====== DATASET RECORDS
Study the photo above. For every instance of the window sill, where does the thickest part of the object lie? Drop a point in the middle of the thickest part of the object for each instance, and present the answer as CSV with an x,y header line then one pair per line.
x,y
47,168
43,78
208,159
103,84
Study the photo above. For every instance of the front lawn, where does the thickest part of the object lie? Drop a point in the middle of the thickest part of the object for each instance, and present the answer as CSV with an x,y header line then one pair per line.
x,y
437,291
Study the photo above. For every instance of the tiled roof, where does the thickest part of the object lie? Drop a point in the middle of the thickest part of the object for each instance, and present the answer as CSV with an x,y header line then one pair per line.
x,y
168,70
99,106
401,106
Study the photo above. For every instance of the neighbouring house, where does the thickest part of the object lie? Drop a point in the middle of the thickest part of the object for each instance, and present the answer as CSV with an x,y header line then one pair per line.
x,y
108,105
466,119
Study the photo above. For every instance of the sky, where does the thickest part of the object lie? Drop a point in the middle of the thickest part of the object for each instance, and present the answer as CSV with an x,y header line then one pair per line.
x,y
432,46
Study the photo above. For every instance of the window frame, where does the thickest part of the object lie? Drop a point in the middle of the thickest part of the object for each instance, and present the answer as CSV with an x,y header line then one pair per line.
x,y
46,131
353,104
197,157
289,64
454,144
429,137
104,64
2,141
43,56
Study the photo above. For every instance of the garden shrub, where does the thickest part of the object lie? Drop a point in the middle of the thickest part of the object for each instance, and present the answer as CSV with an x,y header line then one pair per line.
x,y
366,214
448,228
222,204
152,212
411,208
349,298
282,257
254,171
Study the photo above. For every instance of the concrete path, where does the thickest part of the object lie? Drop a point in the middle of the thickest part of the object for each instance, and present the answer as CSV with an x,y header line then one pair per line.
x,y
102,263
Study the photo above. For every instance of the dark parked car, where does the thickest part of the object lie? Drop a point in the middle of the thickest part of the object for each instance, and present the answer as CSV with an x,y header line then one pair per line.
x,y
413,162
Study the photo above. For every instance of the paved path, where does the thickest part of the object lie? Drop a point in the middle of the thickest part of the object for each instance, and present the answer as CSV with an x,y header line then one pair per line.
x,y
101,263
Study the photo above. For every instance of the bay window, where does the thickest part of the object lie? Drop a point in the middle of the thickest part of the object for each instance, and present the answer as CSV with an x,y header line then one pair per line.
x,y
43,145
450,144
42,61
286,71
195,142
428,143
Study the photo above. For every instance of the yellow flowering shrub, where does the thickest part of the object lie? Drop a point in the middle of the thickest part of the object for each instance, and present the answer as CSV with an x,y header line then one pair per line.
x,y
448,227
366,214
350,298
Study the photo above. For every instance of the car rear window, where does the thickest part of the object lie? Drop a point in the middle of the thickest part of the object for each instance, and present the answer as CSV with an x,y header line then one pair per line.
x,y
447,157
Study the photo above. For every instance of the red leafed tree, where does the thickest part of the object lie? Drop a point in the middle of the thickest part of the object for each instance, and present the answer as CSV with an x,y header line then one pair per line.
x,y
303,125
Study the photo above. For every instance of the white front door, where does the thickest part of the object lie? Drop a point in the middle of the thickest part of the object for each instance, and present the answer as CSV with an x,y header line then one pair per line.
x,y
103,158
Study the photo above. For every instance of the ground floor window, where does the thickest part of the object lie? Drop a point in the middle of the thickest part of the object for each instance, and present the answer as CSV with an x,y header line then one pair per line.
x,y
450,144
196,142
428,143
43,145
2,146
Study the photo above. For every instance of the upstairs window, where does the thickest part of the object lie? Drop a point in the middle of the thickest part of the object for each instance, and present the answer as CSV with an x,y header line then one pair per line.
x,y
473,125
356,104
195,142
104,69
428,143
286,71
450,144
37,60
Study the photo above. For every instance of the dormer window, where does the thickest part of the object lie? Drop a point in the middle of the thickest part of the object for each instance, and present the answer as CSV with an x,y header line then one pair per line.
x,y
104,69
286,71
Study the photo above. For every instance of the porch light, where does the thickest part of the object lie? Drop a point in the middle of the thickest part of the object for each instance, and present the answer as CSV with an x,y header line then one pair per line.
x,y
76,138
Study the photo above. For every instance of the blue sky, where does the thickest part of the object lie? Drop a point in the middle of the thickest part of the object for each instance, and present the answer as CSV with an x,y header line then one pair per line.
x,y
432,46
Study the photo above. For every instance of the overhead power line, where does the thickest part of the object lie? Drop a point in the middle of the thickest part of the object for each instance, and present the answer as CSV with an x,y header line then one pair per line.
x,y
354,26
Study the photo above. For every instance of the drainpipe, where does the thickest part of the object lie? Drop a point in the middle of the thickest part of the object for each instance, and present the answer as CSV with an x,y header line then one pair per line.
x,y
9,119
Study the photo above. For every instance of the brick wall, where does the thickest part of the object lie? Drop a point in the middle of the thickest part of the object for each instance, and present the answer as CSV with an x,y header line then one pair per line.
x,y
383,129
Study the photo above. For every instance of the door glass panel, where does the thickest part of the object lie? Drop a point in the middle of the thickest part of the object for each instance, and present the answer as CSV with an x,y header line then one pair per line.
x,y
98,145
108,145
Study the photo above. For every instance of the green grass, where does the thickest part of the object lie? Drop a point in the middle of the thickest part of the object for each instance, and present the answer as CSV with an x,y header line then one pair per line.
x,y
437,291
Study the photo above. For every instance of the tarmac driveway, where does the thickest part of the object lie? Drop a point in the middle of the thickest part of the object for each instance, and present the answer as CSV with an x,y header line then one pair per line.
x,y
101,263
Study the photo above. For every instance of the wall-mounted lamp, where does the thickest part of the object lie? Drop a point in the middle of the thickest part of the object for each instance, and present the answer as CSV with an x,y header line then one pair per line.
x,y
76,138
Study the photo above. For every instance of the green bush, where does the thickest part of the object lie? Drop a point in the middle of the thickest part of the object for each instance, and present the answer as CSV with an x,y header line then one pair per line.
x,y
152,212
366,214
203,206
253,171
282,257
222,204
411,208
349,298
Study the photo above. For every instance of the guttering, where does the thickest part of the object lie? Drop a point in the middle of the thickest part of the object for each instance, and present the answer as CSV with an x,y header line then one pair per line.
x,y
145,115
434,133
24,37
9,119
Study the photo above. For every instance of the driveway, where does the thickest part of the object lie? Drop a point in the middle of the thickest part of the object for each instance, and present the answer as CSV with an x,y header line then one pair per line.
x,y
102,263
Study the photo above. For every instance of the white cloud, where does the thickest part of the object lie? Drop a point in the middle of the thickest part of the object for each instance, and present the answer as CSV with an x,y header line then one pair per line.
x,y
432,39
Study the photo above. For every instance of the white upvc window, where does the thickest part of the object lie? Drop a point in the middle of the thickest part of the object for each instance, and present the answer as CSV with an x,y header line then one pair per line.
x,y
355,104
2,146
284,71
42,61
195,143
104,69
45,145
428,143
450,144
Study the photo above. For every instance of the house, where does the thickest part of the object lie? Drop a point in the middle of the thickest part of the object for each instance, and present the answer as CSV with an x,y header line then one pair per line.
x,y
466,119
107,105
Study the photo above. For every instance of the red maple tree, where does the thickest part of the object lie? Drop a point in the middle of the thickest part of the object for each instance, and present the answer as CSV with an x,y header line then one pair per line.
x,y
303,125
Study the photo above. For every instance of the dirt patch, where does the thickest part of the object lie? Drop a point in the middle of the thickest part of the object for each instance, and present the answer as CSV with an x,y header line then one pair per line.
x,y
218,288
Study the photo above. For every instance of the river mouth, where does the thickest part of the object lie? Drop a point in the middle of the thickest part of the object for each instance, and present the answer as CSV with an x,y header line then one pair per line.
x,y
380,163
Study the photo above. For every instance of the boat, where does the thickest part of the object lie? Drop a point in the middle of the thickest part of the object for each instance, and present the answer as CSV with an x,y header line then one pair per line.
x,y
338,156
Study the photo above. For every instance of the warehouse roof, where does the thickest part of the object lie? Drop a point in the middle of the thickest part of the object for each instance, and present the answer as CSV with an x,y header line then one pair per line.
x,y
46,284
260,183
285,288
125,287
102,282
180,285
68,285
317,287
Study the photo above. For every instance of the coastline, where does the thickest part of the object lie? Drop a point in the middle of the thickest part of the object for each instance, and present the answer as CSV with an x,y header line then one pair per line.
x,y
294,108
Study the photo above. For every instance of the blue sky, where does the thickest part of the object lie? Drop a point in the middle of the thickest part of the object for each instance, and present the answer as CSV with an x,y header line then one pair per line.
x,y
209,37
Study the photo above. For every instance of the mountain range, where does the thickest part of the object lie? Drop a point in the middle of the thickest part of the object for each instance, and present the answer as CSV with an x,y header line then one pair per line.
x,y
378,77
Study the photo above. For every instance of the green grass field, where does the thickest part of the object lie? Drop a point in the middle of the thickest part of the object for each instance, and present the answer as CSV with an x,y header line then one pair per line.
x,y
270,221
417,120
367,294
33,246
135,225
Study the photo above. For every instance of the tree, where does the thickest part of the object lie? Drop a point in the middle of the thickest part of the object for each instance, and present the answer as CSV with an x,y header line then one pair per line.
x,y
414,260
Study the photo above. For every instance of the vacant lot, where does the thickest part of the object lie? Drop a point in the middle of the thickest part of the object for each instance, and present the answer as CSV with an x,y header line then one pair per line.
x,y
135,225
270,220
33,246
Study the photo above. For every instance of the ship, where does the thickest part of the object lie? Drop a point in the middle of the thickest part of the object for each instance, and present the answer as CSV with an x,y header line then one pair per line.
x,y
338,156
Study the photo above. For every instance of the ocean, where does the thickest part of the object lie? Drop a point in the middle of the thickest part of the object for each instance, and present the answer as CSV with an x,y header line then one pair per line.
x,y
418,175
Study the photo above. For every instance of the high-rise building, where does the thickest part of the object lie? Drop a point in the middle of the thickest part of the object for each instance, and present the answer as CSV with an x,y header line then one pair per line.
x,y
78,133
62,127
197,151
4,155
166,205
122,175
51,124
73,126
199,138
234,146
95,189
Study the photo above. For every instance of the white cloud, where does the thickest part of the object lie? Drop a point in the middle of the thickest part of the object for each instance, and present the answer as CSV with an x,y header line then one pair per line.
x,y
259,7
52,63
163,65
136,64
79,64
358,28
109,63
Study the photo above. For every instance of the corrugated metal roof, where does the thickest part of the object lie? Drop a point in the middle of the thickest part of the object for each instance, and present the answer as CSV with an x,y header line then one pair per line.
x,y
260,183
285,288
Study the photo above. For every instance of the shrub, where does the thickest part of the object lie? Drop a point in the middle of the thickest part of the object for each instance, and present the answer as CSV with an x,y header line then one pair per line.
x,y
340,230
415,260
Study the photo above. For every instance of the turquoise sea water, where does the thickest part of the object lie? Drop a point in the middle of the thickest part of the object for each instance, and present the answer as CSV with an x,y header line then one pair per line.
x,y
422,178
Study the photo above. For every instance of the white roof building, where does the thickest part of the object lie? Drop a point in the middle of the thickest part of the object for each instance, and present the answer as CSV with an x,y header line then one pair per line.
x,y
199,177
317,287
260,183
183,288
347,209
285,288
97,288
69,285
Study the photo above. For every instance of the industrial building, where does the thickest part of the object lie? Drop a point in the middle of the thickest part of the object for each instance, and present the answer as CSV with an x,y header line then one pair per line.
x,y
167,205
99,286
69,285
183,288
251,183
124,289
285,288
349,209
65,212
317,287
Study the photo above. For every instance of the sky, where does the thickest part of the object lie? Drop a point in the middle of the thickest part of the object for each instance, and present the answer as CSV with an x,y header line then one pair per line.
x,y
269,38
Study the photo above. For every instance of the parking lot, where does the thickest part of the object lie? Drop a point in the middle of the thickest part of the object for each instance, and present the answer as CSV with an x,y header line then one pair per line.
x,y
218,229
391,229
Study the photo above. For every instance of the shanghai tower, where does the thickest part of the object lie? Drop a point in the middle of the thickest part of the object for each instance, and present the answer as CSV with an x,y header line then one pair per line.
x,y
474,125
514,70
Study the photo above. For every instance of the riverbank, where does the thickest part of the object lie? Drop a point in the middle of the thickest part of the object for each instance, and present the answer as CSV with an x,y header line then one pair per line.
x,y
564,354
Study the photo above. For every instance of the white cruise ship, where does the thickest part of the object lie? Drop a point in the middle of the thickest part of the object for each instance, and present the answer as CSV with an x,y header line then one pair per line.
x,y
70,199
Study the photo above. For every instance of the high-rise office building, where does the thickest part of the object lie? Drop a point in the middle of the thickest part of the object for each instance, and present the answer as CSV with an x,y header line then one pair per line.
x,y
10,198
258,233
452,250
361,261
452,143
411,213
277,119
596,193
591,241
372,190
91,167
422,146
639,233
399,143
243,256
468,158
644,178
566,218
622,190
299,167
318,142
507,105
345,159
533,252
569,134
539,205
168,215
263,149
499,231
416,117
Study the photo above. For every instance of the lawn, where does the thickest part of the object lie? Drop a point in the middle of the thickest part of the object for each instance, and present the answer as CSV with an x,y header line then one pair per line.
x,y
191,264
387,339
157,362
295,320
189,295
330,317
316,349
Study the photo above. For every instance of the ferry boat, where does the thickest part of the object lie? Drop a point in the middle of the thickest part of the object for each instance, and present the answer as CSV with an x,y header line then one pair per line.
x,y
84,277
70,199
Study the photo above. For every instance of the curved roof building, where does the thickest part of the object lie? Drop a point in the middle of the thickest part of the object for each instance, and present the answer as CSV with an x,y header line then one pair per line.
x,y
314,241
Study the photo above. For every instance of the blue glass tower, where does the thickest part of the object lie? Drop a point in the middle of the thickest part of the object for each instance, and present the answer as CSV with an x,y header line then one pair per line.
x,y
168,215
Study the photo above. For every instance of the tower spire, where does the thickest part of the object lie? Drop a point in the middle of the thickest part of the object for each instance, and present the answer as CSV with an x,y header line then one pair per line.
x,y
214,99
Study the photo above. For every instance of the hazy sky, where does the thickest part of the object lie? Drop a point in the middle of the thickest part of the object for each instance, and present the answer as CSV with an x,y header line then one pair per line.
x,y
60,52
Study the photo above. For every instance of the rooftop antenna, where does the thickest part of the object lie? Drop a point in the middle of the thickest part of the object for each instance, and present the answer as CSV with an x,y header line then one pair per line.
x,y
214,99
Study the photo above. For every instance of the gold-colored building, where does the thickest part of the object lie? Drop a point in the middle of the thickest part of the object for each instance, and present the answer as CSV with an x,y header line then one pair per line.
============
Give back exactly the lines from the line holding "Study the photo above. For every instance of the rooftop" through the last line of the listing, including both.

** ANSWER TO THIS PROBLEM **
Study the photo above. For every instance of the rooftop antenna, where does the thickest part of the object lie? Drop a point in the middle of the thickest part of the object for each instance, and present the answer as CSV with an x,y header line then one pair per line.
x,y
214,99
Study the photo above. For every instance of the gold-colored building, where does the thickest part of the object lie? Drop a point in the middle of the thickest part of the object for each instance, and present the answer as CSV with an x,y header line then one pair per line.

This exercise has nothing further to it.